In the text about a desert mirage, what dish did the narrator and the narrator's dad eat at the Mexican restaurant?

§ **TEXT SEGMENT**
* * *
I Saw a ’50s Jag Le Mans Racer in a Desert Mirage
Similar to Jim Morrison, I too once had a hallucination in the desert, about 85 miles northwest of San Diego, near the Anza Borrego State Park. It was mid-August six or seven years ago, right in the fat part of an especially nasty summer. My dad and I were stopped for lunch at an abandoned-looking Mexican restaurant right on the corner of a block like something from a Western, surrounded by a handful of decrepit shops, three or four old pickups parked here and there, and a hungry dog pacing up and down the sun-bleached street. We sat in a sweltering adobe dining room decorated with hand-painted cacti and ate what we later agreed were the worst enchiladas ever served, sweating into our tepid well water, listening to the futile groans of a half-broken swamp cooler mounted above a wood-framed glass door.
* * *
§ **SOURCE INFORMATION**
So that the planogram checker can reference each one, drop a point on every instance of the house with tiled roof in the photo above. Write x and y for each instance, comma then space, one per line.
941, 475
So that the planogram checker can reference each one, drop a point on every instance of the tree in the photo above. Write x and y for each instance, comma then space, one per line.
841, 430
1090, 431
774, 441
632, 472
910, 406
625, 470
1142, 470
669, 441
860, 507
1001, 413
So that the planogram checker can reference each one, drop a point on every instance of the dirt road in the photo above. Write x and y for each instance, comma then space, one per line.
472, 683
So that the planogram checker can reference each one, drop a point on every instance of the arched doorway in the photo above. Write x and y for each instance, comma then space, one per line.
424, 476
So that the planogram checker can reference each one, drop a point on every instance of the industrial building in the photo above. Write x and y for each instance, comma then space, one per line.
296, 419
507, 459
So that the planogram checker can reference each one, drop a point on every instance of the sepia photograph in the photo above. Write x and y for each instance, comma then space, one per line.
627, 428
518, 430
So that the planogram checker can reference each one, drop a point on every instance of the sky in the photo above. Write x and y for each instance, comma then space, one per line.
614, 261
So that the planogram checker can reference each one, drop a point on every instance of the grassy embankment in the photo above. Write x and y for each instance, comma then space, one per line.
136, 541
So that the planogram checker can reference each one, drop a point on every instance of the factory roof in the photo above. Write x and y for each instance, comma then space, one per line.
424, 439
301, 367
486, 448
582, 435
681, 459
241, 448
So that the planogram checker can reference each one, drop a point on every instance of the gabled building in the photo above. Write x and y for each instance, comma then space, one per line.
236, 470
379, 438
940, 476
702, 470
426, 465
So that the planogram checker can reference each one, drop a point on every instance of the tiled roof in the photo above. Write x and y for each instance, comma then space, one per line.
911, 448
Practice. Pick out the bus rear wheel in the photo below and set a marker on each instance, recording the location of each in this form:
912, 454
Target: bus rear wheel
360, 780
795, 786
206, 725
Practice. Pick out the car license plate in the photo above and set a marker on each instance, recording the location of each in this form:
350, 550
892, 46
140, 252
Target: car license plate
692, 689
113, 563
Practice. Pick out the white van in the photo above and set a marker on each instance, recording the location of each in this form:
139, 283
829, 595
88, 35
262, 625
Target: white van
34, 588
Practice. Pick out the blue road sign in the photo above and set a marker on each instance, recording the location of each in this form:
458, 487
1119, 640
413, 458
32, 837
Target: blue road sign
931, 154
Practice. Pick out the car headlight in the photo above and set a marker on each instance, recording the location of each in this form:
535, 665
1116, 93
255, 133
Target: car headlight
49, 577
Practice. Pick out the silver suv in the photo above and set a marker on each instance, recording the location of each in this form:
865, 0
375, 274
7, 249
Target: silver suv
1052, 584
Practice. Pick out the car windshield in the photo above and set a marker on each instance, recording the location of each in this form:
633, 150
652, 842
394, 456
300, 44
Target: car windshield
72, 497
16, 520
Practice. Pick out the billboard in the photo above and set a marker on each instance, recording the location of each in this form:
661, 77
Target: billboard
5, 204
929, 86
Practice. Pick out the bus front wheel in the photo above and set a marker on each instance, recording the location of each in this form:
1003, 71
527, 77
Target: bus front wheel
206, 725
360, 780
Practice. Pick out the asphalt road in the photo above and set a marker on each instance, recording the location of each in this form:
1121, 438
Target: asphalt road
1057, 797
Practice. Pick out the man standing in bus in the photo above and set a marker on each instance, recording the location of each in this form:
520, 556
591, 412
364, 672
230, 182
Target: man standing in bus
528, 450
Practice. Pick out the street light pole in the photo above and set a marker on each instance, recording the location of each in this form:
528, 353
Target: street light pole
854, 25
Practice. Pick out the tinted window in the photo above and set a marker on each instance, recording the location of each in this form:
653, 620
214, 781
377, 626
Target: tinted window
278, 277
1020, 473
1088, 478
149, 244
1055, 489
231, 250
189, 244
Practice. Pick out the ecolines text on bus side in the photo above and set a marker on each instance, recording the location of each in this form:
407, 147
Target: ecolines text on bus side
* * *
§ **PROBLEM SOLUTION**
Enchiladas, which they later agreed were the worst ever served.